**Task to carry out**: Can you transcribe the data exactly? Leave the pictures out.

◆ ◆ ◆

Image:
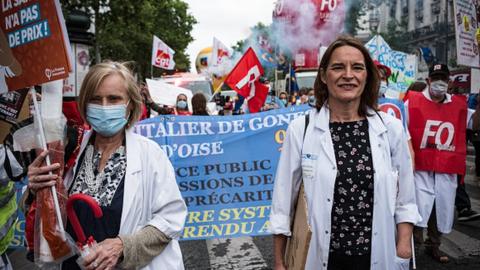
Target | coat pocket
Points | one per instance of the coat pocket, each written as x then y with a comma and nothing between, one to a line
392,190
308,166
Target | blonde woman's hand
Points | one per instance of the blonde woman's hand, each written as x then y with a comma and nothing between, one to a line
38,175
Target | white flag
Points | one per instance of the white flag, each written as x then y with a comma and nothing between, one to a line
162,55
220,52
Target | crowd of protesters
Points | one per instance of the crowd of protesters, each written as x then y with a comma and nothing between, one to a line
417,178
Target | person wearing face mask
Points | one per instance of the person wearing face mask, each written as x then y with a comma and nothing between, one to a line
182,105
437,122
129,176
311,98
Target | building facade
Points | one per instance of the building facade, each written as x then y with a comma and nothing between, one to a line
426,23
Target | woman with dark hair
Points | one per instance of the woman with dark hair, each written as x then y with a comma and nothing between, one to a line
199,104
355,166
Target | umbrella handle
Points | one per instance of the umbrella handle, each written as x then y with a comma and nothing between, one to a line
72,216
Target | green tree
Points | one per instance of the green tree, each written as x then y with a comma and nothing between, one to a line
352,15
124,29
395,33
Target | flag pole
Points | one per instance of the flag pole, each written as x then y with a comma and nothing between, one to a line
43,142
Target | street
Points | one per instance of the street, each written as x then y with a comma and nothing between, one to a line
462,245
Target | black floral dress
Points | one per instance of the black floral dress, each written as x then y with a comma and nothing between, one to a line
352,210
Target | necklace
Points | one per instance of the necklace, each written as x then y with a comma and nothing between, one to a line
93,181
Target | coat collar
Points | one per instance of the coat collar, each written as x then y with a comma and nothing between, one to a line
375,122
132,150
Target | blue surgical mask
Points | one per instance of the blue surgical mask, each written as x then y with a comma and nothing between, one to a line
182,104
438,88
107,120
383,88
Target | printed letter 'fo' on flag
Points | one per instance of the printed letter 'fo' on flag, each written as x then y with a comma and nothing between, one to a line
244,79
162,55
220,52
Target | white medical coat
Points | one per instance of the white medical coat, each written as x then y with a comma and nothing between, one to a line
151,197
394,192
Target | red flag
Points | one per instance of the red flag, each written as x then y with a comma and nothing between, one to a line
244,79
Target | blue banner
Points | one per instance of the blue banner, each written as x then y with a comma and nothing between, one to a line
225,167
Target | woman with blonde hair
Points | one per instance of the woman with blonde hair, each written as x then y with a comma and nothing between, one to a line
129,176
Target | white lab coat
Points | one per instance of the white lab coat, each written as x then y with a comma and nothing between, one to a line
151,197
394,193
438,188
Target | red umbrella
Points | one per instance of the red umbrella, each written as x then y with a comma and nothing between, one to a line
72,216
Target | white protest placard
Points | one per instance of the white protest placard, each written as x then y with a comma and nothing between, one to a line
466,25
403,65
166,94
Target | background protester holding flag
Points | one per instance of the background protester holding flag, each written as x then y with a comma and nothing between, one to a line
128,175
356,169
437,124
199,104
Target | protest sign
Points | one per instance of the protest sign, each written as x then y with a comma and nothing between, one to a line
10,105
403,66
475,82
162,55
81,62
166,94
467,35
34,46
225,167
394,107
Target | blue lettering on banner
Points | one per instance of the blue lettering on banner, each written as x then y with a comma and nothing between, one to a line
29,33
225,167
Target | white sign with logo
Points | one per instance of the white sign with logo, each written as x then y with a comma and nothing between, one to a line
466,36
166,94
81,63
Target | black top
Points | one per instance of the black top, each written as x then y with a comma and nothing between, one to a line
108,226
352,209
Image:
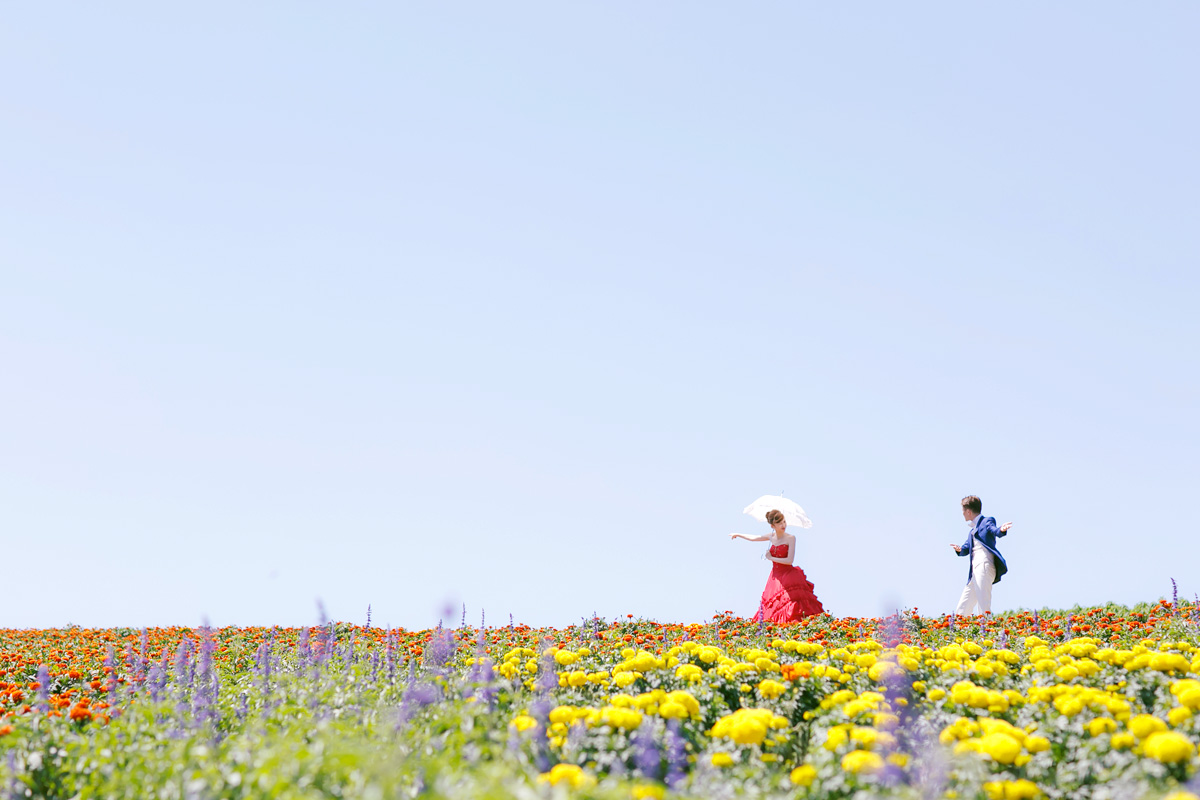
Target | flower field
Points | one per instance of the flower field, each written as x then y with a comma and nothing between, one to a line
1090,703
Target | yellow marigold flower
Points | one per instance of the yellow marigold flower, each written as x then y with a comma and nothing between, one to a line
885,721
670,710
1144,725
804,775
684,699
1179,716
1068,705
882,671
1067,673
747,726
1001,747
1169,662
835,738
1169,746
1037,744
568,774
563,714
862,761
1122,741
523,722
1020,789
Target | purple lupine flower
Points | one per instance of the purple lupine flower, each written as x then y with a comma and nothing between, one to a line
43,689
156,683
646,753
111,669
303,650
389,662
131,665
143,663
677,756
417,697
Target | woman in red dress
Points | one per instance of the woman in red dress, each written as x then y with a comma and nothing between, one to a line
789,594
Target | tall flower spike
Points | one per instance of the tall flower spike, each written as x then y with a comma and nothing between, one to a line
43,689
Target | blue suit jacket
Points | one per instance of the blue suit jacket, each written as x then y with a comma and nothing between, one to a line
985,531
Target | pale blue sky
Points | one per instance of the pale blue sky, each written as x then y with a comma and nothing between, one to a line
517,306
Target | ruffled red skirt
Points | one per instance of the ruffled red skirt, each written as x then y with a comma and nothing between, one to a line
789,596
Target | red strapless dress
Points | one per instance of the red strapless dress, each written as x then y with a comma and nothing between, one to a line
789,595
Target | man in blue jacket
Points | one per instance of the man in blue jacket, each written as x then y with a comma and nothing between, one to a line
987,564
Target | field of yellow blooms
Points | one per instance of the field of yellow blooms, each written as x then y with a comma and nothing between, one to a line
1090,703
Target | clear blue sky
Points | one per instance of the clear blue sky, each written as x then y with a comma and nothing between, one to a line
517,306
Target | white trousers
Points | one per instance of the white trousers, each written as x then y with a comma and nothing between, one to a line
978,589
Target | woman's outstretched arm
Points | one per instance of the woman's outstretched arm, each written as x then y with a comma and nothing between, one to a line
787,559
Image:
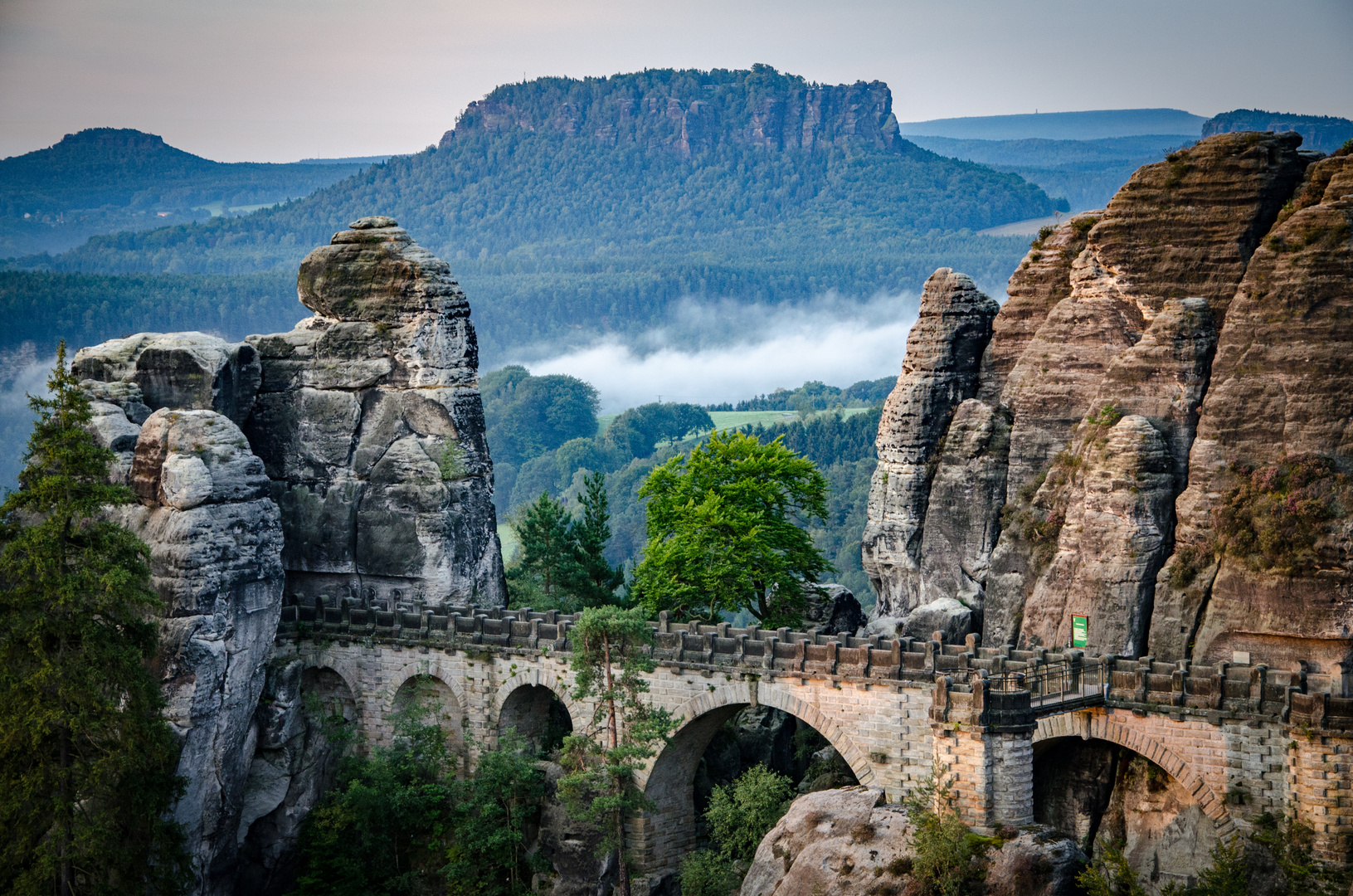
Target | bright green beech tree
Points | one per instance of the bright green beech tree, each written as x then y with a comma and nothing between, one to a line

◆ ◆ ◆

**Output of the task**:
Image:
Target | coat pocket
Points | one per instance of the coat pocket, each written as x then y with a comma and nothing between, one to a line
392,190
308,166
Target | blonde woman's hand
Points | one per instance of the blonde woman's hand, each written as x then y with a comma and nothing between, one to a line
38,175
Target | white flag
Points | one per instance of the white flag, each written as x then y with a comma and nothing between, one to a line
162,55
220,52
Target | crowd of protesters
Points | one per instance of the crowd of protesters, each written as x then y with a comma and nothing between, one to a line
417,178
Target | person wearing face mask
Points | one per instance of the person wearing face mask, each written as x then y with a comma and nothing between, one to a line
182,105
437,122
129,176
311,98
Target | building facade
Points | one per instance of the building facade, each written as x then y with a comma and nothing between, one to a line
426,23
Target | woman with dark hair
Points | one per instance of the woman with dark hair, each written as x then y with a comma and nothing between, one to a line
199,104
355,166
Target | umbrella handle
Points | one per instance of the umbrella handle, each written as x then y with a comma and nothing between, one to a line
72,216
Target | green tree
Points | one per instance of the green tree, each written as x then y with a comma and nothing between, one to a line
352,15
124,29
395,33
Target | flag pole
Points | one per instance of the flag pole, each written as x then y with a comma and nothing between, one to a line
43,142
Target | street
Points | one per instance of the street, each written as x then y with a comma and nothing between, one to a line
462,245
Target | black floral dress
Points | one per instance of the black floral dress, each written as x then y with a comma and nothing between, one to a line
352,210
Target | necklace
Points | one per instance of the necklace, each written as x then y with a comma and nothing between, one to a line
93,181
Target | coat collar
Points | one per instance of the coat collar, each written as x then y with a comma and nothing between, one to a line
375,122
132,150
Target | blue surgical mask
Points | one per instance of the blue surgical mask, each written as x then y with a comma and nothing between, one to a line
182,104
438,88
107,120
383,88
Target | printed letter 'fo' on flag
Points | one per instance of the printed letter 'fo' on flag, each written as x then y with a comma and nothing between, one to a line
244,79
162,55
220,52
Target | white medical coat
Points | one per instance of the white medical coat, each written as x then y with a comma and nothing between, one to a line
151,197
394,192
Target | red flag
Points | one per instance of the red flag, each written as x then y with a comma and nothing between, one to a line
244,79
Target | blue banner
Points | one per instance of the blue banner, each written as x then y with a comma and nothing between, one to a line
225,167
Target | woman with blonde hair
Points | one per instance of the woman with blonde hair, each written as x then y with a comma and nothing between, one to a line
129,176
Target | white lab coat
Points | one per instance of the white lab coat, each written as x then y with a comma and nothing between, one to a line
151,197
394,193
438,188
Target | red umbrella
Points | one per instance of the red umbrella, each written as x then y with a comma and nothing between, one to a line
72,216
Target | white protest placard
Points | one per instance of the white protest placard, each written as x then y with a comma and nothing between, one to a line
466,25
403,65
166,94
Target | background protester holding flag
Points | one per instance of the background protester holding flag, each written as x then y with a comma and nothing between, one to a line
128,175
356,169
437,124
199,104
Target | protest sign
Points | one per instance of the protest sign, each written as x then y with a comma and nothing between, one to a line
10,105
403,66
475,82
162,55
81,62
166,94
467,35
34,46
225,167
394,107
Target | blue lettering on banner
Points | one per instance of the blue lettering on banner, each written as x then y with a comma and nothing between, one to a line
29,33
225,167
Target | white sign with logo
Points | one per instance of the white sign with logo, each written as x then y with a comma and nothing between, one to a line
466,36
166,94
81,63
Target | black top
Points | one per instance of the black top, each written as x then y with a comma and nothing between, one to a line
108,226
352,209
Image:
Target | flower field
Points | one per instance of the flower field, each written as x then y with a comma and nothing between, one to a line
1090,703
Target | yellow marigold flower
Points | one per instance of the yellow marigold flower, each written as x then y with a comma and nothing between, one to a line
885,721
670,710
1144,725
804,775
684,699
1179,716
1068,705
882,671
1067,673
747,726
1001,747
1169,662
835,738
1169,746
1037,744
568,774
563,714
862,761
1122,741
523,722
1020,789
Target | purple lupine flower
Points | one per instance of the purple lupine flower, each written as x then y with a comma and nothing between, one to a line
43,689
156,683
646,753
111,669
303,650
389,662
131,665
143,663
677,756
417,697
Target | woman in red dress
Points | one per instance of the woman in red dress, each written as x then y with a comma and nothing between, one to a line
789,594
Target | tall flower spike
Points | one per instance of the tall flower spike, each written as x then y with a comma and nothing between, one to a line
43,689
Target | blue suit jacket
Points | one per instance of the blue suit jacket, each written as x then y with a comma and nothing between, one to a line
985,531
Target | pale blue sky
Points | one per instance of the pale blue sky, each written as x then y with a comma and nothing between, one to a line
517,306
Target | ruffled red skirt
Points | one per instance of the ruffled red skirt, each written as x then y with a comma and nothing between, one to a line
789,596
Target | red strapless dress
Points | one per instance of the red strapless dress, each written as x then y with a comma and nothing between, one to a line
789,595
Target | man in blue jacket
Points | one per instance of the man in blue jacket, each written as x then y with a comma and nothing between, one to a line
987,564
Target | field of yellow blooms
Points | one per instance of the field of yellow blooms, each written as x then y with a comma and nothing between, one to a line
1090,703
Target | clear blue sky
Points | one per instance of the clear blue sky, each written as x then y with a comma and nothing between, one to a line
517,306
Target | white trousers
Points | one per instance of the white trousers, each written as x then y with a comma and nothing between, one to a line
978,589
Target | woman's outstretched arm
Points | one per instance of the woman's outstretched arm, each written as x then y with a comma and nothing between, one to a line
787,559
Image:
Target | bright green beech tree
Points | one per instance of the bright green beech tree, each written as x then y with a comma and nothing between, one to a line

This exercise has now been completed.